Text ▸
Gold prices rose on Tuesday as the U.S. dollar fell to fresh three-year lows, but an end to uncertainty created by a three-day U.S. government shutdown capped gains.

Spot gold was up 0.3 percent at $1,337.36 an ounce at 1:38 p.m. EST (1838 GMT) after touching a one-week high of $1,339.09, while U.S. gold futures for February delivery settled up $4.80, or 0.4 percent, at $1,336.70 per ounce.

The dollar index fell to a fresh three-year low against a basket of six currencies, after data showed euro zone consumer confidence jumped much more than expected in January, underlining the strong momentum in its economy.

U.S. benchmark 10-year Treasury note yields fell to a five-day low, while 30-year bond yields sank to a one-week low. Declining yields typically make gold more attractive to non-U.S. investors.

Instruction A ▸
Rewrite the entries as a numbered list, leaving out any blank lines. Begin at the first line of the entries and stop after the line that contains "397,211,472,342".

Data rows ▸
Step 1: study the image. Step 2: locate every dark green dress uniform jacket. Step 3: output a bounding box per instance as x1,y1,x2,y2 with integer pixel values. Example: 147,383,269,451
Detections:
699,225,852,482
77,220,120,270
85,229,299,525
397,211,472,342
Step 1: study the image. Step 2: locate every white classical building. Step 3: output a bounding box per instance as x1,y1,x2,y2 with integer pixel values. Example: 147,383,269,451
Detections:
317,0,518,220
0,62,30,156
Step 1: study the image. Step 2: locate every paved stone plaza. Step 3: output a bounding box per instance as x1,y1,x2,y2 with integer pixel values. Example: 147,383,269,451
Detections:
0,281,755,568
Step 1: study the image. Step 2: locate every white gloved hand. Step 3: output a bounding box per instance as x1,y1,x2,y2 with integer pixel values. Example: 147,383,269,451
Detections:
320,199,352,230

Instruction B ▸
Decide whether each statement agrees with the text on gold prices, answering yes or no and quoting the words of the text that settle it: (i) Spot gold touched a one-week high of $1,339.09. (ii) U.S. gold futures for February delivery settled down $4.80. (iii) 30-year bond yields sank to a five-day low.

Worked answer A ▸
1. Step 1: study the image. Step 2: locate every dark green dress uniform jacket. Step 3: output a bounding box per instance as x1,y1,x2,y2 with integer pixel values. Example: 147,383,269,451
2. Detections:
3. 699,225,852,482
4. 77,220,120,270
5. 85,229,299,525
6. 397,211,472,342

Worked answer B ▸
(i) Yes: "after touching a one-week high of $1,339.09"
(ii) No: "U.S. gold futures for February delivery settled up $4.80"
(iii) No: "30-year bond yields sank to a one-week low"